__Directions for this task__
Please copy word for word everything from the line containing "for every instance of the pink" down to the final line below.
• • •
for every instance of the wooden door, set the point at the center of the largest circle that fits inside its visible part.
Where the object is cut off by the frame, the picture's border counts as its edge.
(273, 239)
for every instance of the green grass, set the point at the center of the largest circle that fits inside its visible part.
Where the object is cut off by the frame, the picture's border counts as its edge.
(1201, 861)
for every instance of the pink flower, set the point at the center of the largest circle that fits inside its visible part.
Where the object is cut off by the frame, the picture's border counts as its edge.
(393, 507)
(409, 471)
• • •
__Response__
for every instance of the pink flower, set the point at the center of the largest circle that fits inside its visible part.
Where the object is cut off by the frame, the picture's border counts as its edge.
(393, 507)
(409, 471)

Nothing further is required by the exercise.